◆ Problem requirements
Copy every entry verbatim and skip the pictures.
#### Supplied records ####
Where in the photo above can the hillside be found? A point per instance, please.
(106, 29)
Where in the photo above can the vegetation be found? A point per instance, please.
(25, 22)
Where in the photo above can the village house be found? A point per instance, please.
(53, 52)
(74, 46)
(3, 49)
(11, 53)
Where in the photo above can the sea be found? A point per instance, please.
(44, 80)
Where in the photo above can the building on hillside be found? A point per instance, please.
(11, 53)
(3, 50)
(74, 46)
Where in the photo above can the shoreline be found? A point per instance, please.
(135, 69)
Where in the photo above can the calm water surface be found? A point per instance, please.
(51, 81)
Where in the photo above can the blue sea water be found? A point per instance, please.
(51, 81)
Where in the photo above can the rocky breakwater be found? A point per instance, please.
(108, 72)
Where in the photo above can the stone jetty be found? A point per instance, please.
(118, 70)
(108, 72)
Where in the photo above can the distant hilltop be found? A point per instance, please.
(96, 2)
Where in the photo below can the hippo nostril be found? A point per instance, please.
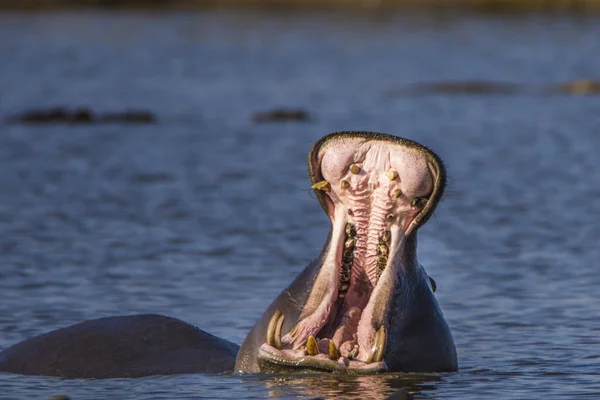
(419, 202)
(322, 185)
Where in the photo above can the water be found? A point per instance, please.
(206, 216)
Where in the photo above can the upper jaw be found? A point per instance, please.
(377, 190)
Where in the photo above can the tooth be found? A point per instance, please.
(383, 249)
(353, 353)
(277, 336)
(311, 346)
(271, 341)
(386, 236)
(381, 341)
(334, 353)
(350, 230)
(378, 348)
(323, 185)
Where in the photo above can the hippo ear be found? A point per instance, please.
(436, 165)
(433, 284)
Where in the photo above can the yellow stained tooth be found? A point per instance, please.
(323, 185)
(376, 354)
(353, 353)
(311, 346)
(334, 353)
(271, 329)
(381, 340)
(277, 335)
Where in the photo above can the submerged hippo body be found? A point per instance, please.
(365, 305)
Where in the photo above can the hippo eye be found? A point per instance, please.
(419, 202)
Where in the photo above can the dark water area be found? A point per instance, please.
(206, 215)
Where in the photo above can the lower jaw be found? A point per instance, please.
(271, 360)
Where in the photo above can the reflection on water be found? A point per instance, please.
(206, 216)
(338, 386)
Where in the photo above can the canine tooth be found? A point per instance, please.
(381, 340)
(334, 353)
(323, 185)
(311, 346)
(350, 230)
(378, 348)
(386, 236)
(271, 341)
(353, 353)
(277, 335)
(382, 249)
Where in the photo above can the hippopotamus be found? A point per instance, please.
(365, 305)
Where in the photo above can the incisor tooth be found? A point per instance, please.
(381, 342)
(277, 336)
(271, 330)
(353, 353)
(334, 353)
(376, 354)
(311, 346)
(323, 185)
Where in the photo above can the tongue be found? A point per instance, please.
(348, 326)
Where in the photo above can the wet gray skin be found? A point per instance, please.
(417, 338)
(365, 305)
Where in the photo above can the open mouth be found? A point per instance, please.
(377, 190)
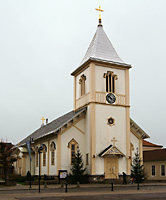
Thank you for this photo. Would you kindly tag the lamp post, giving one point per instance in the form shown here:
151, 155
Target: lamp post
29, 150
30, 163
39, 151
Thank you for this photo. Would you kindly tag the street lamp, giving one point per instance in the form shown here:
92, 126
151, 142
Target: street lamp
40, 149
30, 141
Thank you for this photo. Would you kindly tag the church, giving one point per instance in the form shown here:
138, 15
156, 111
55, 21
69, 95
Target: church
99, 124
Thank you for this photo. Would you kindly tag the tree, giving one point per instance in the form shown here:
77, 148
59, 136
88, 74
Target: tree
77, 168
6, 159
137, 169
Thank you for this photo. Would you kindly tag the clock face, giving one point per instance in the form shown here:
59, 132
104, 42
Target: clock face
110, 121
110, 98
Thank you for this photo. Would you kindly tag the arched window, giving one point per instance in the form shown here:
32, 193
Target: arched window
52, 149
44, 154
82, 83
37, 157
73, 145
110, 81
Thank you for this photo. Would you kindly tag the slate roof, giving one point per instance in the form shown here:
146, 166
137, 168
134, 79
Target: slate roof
154, 155
53, 126
101, 153
101, 49
149, 144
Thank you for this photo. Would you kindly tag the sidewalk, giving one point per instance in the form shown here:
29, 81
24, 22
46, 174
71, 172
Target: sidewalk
73, 186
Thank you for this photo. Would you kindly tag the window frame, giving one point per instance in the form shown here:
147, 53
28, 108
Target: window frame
152, 170
37, 158
110, 81
161, 170
82, 83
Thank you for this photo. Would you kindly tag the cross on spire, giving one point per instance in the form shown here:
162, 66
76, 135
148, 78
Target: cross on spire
113, 140
100, 10
42, 120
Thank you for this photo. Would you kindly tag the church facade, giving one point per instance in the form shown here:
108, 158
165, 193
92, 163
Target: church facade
99, 125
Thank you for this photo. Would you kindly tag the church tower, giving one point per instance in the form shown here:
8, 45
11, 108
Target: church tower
101, 83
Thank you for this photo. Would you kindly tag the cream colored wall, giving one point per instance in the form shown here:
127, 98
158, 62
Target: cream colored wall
100, 84
135, 142
66, 151
78, 87
148, 170
105, 133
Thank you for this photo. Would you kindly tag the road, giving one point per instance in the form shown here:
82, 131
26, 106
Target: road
119, 193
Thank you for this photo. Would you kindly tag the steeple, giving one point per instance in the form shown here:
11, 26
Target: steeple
101, 48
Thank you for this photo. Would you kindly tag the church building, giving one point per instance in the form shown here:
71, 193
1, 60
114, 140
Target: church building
99, 124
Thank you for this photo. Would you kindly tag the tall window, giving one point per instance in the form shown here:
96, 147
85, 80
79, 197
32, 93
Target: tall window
82, 83
153, 170
52, 149
73, 151
73, 146
87, 159
110, 81
44, 155
162, 170
37, 157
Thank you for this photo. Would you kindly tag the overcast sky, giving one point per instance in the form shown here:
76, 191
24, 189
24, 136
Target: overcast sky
43, 41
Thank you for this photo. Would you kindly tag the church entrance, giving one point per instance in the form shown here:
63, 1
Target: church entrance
111, 165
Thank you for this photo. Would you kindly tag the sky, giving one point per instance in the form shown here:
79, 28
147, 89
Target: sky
43, 41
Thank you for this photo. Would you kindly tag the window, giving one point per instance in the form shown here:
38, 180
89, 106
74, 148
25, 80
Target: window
73, 151
111, 121
44, 155
37, 157
110, 81
153, 170
52, 158
44, 158
82, 83
52, 149
73, 145
87, 159
131, 152
162, 170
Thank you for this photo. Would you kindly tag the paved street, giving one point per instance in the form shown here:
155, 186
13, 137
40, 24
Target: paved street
86, 192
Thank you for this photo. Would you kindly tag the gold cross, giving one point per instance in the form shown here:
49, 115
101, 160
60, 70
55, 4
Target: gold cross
42, 120
114, 141
99, 9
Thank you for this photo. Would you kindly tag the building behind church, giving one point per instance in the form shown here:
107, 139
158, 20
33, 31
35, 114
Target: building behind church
99, 125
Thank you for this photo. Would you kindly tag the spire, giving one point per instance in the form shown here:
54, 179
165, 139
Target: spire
99, 9
101, 48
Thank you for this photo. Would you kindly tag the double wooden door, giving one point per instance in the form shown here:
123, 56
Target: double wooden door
111, 165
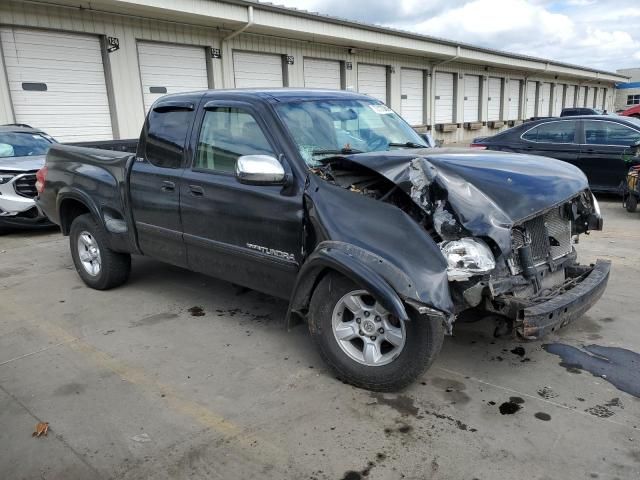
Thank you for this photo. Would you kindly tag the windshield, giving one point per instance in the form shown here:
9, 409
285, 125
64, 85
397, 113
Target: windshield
23, 144
324, 128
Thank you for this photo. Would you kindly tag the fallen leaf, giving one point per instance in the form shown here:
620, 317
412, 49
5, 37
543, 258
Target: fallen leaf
42, 428
142, 438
####
◆ Answer for this exercise
Where in the photo above can the hillside be found? A point per instance, please.
(106, 29)
Where in the photo above can the vegetation be found? A point per instance, please.
(25, 22)
Where in the photo above can the village house be found? A point per instance, please.
(53, 52)
(74, 46)
(3, 49)
(11, 53)
Where in the photo above can the sea be found? A point per instance, please.
(44, 80)
Where in the photo above can the building on hillside be found? A point per instance, please.
(11, 53)
(3, 50)
(74, 46)
Where in the photo above can the shoreline be found? A point per instance, please.
(135, 69)
Where in the photo above can the calm water surface be found? A point per instance, please.
(51, 81)
Where in the photo above can the blue sea water be found? A point per instance, please.
(51, 81)
Where in the photo above can the rocky breakwater be found? A point per instance, please.
(108, 72)
Where in the photo above can the stone jetty be found? A point per instance, please.
(118, 70)
(108, 72)
Where in the photo above can the distant hilltop be found? A point per instance, please.
(96, 2)
Where in the photo below can the hippo nostril be found? A point per instance, please.
(419, 202)
(322, 185)
Where in the photo above can the water be found? A point per instance, please.
(206, 216)
Where in the photo above can the upper jaw be found? A point per instance, please.
(377, 190)
Where in the photo above can the tooth be found? A point per instance, please.
(383, 249)
(353, 353)
(277, 336)
(311, 346)
(271, 341)
(386, 236)
(381, 341)
(334, 353)
(350, 230)
(378, 348)
(323, 185)
Where in the photo above can the hippo ear be found? A point per instance, please.
(436, 165)
(433, 284)
Where in the photo above can the yellow stained tooth be found? A point per instance, please.
(323, 185)
(376, 354)
(353, 353)
(311, 346)
(334, 353)
(271, 329)
(381, 340)
(277, 335)
Where in the photo above can the submerged hippo body be found? A point per instance, please.
(365, 305)
Where in the photo above can the hippo eye be found? A point per instance, please.
(419, 202)
Where in the photo above can the dark water area be found? A point per instance, please.
(206, 215)
Where in the photo above can the lower jaw be found? A point per instance, please.
(271, 360)
Where in the photo above can the reflection on water be found? A point per instance, please.
(206, 216)
(338, 386)
Where in the photo above can the canine tooth be found? A point per instance, please.
(381, 340)
(334, 353)
(323, 185)
(311, 346)
(350, 230)
(378, 348)
(386, 236)
(271, 341)
(353, 353)
(277, 335)
(382, 249)
Where in the photo above can the hippopotamus be found? A point per instance, please.
(365, 305)
Where in the photo above can the incisor tooth be found? A point per instance, please.
(381, 342)
(277, 336)
(271, 330)
(353, 353)
(334, 353)
(376, 354)
(311, 346)
(323, 185)
Where in the photo above can the tongue be found? A point per instance, please.
(348, 326)
Where in the photo above can the wet gray skin be found? A point per instance, please.
(417, 338)
(365, 305)
Where in the photo above can the open mouth be found? A point per instance, please.
(377, 190)
Thank you for this photo. Would you kindly tag the lamp post, giving one point per instance in the form shown here:
151, 155
Target: lamp post
29, 150
30, 163
39, 151
Thank you for this photo. Would you kindly tag the street lamp, giving one point per instance in the form shown here:
92, 126
151, 142
Target: street lamp
40, 149
30, 141
Thank you for this photo. Would you kindly tag the church, giving one point per instance in the form shown here:
138, 15
156, 111
55, 21
69, 95
Target: church
99, 124
Thank you for this photo. Would you kindly tag the tree, giving one point per instance in the form shown here:
77, 148
59, 136
88, 74
Target: tree
77, 168
6, 159
137, 169
Thank you for this photo. Would you kindly tag the clock face, giving one point per instance in the form shown here:
59, 132
104, 42
Target: clock face
110, 121
110, 98
Thank you for this photo. Would you kindly tag the arched window, giving one point per instance in the form shown here:
32, 193
Target: arched window
52, 149
44, 154
82, 83
37, 157
73, 145
110, 81
Thank you for this photo. Would you kindly tag the slate roof, giving one point per instance in the form shown here:
146, 166
137, 168
134, 79
Target: slate roof
154, 155
53, 126
101, 153
101, 49
149, 144
Thank you for this photo. Would you kindly tag the sidewalk, giving one point per instance in the form shown here:
29, 81
24, 22
46, 174
71, 172
Target: sidewalk
73, 186
Thank you for this photo. Would you kindly tag the window frame, giving one point per instance in the form shown here:
147, 53
28, 108
Target: window frame
152, 170
37, 158
110, 81
161, 170
82, 83
Thank you for this photo. Would you kindly tag the cross on spire, giving one point per instance in the form shown here:
162, 66
76, 135
148, 78
Target: cross on spire
113, 140
100, 10
42, 120
Thank you for this photo. Would you kindly tag the church facade, giving one point per instance in the form shown here:
108, 158
165, 193
92, 163
Target: church facade
99, 125
Thank you for this photo. Would you kindly tag the church tower, giving one point per instance in the form shown here:
8, 45
11, 108
Target: church tower
101, 83
Thank you for this photo. Would you kindly tag the cream colored wall, giving one point per instance in the form shown here:
127, 98
158, 62
Target: cream colored wall
100, 84
135, 142
66, 151
78, 87
148, 170
105, 133
Thank you for this photo. Would you kindly tag the road, giving one point per instance in the form shown here:
82, 131
26, 106
Target: road
119, 193
Thank you for this photo. Would you kindly tag the steeple, giving one point per instance in the form shown here:
11, 26
Target: steeple
101, 48
Thank you for this photo. Would you kindly tag the church building, giving one point per instance in the form shown here:
71, 193
1, 60
114, 140
Target: church building
99, 124
Thank you for this photo. Would you kindly tag the tall window, giving one point per instance in the form shown here:
96, 147
85, 80
79, 197
32, 93
Target: tall window
82, 83
153, 170
52, 149
73, 151
73, 146
87, 159
110, 81
44, 155
162, 170
37, 157
Thank you for this photo. Would you kindly tag the overcast sky, giving one point per instance in the form shown here:
76, 191
24, 189
24, 136
Target: overcast sky
43, 41
Thank you for this photo. Would you kindly tag the church entrance, giving one point per instance in the form shown here:
63, 1
Target: church entrance
111, 165
Thank you for this photo. Would you kindly tag the sky, giving one point per instance in the form shown here:
79, 28
147, 89
Target: sky
43, 41
Thank you for this photo. Would you kindly tag the window, giving one point per instance in the form shown here:
38, 180
89, 106
74, 148
25, 80
Target: window
73, 151
111, 121
44, 155
37, 157
110, 81
153, 170
52, 158
44, 158
82, 83
52, 149
73, 145
87, 159
131, 152
162, 170
Thank you for this photo. Would you kindly tag the paved street, giving one point per instance in the form shown here:
155, 186
13, 137
40, 24
Target: paved street
86, 192
Thank you for this photo. Would you kindly tag the gold cross, giving one point per instance in the form shown here:
49, 115
101, 160
60, 70
55, 4
Target: gold cross
42, 120
114, 141
99, 9
Thank you for this photo. Would you kindly tag the building behind church, giving one point per instance in the form shown here:
107, 139
158, 20
33, 31
35, 114
Target: building behind church
99, 125
Thank you for this photo. Would you kindly tag the spire, giving one point per instance in the form shown here:
54, 179
165, 139
Target: spire
99, 9
101, 48
Thank you for this photo. Would you kindly tag the double wooden door, giving one point per instance in the form shown here:
123, 56
Target: double wooden door
111, 165
Thank you for this photo. Would you kindly tag the windshield, giving one point per instance in the form shown here:
9, 409
285, 125
64, 85
397, 113
Target: windshield
23, 144
324, 128
Thank you for this photo. Would you kindly tag the fallen leaf, giving one point per instance in the form shown here:
620, 317
412, 49
5, 37
543, 258
Target: fallen leaf
42, 428
142, 438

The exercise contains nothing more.